Enunciado da tarefa
Prossiga com o texto sobre meio ambiente e cidadania, começando logo após a última frase apresentada.

Trecho do documento
○ ○ ○ ○ ○ ○ ○

Meio Ambiente: uma questão de cidadania
*Maria Alice Antonello Londero
Mestre em Integração Latino-Americana pela Universidade Federal de Santa Maria, RS
Prof. Holgonsi Soares - Orientador
* Este artigo faz parte do projeto de pesquisa intitulado "A participação do cidadão santamariense na tutela ao meio ambiente, como instrumento de participação local e construção da cidadania", elaborado pela autora em 1999, para o Curso de Especialização em Pensamento Político Brasileiro-Depto. de Sociologia e Política-UFSM, e orientado pelo Professor Holgonsi Soares Gonçalves Siqueira
A questão ambiental ocupa hoje um importante espaço político; juntamente com as questões de sexo e de raça, constitui-se como ponto crucial da Biopolítica. Tornou-se um movimento social que expressa as problemáticas relacionadas aos "riscos de grande conseqüência", e exige a participação de todos os indivíduos, pois o Direito ao Ambiente é um "Direito Humano Fundamental".

○ ○ ○ ○ ○ ○ ○

Listagem de dados
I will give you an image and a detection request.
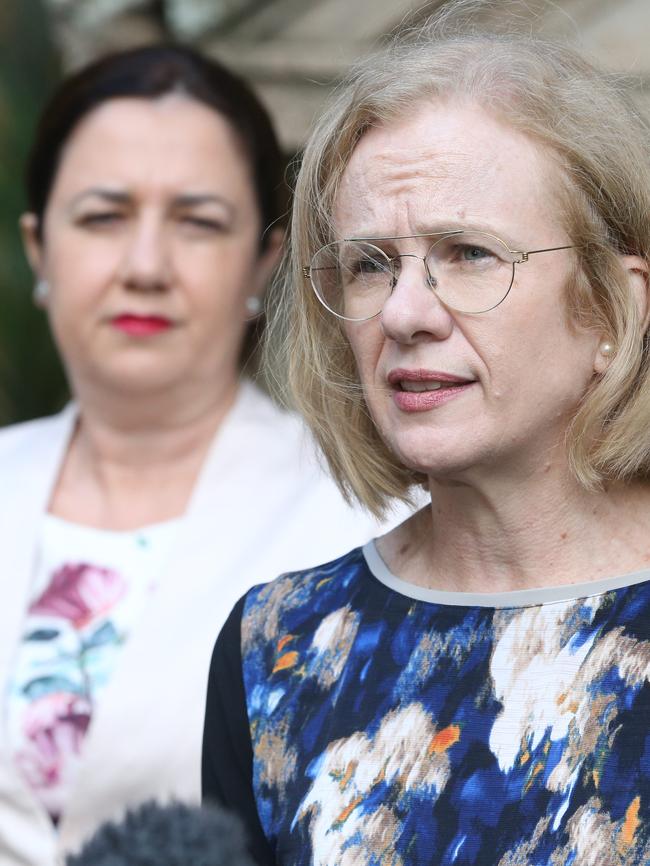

○ ○ ○ ○ ○ ○ ○

Resposta do exercício
No contexto político contemporâneo, onde as coletividades difusas são os novos atores, os determinantes são a liberdade, a igualdade, a solidariedade e a "qualidade de vida", a questão ambiental é um canal de abertura para a participação sociopolítica, que abre possibilidades de influência das classes e estratos diversos da sociedade, no processo de formação das decisões políticas.
O impacto dos danos ambientais nas gerações atuais, e seus reflexos para as futuras, fez com que a questão ambiental atravessasse fronteiras, se tornasse globalizada. Em 1949 é realizada em Lake Sucess, nos EUA, a Conferência Científica da ONU sobre a Conservação e Utilização de Recursos (UNSCCUR). Destaca-se, ainda, a publicação do livro "Silent Spring" (Primavera Silenciosa), de Rachel Carson(1962), que relata os efeitos contrários da má utilização dos pesticidas e inseticidas químicos sintéticos. Neste período, os principais problemas ambientais são o crescimento populacional, o desenvolvimento industrial e a corrida armamentista (testes nucleares).
Para Héctor R.Leis, "o pós-guerra dos anos 50 e 60, momento do surgimento dos primeiros sinais de uma preocupação pelo meio ambiente global, foi também uma época de grandes otimismos políticos (vinculados a idéias liberais, socialistas, democráticas e revolucionárias), mas de escasso otimismo filosófico".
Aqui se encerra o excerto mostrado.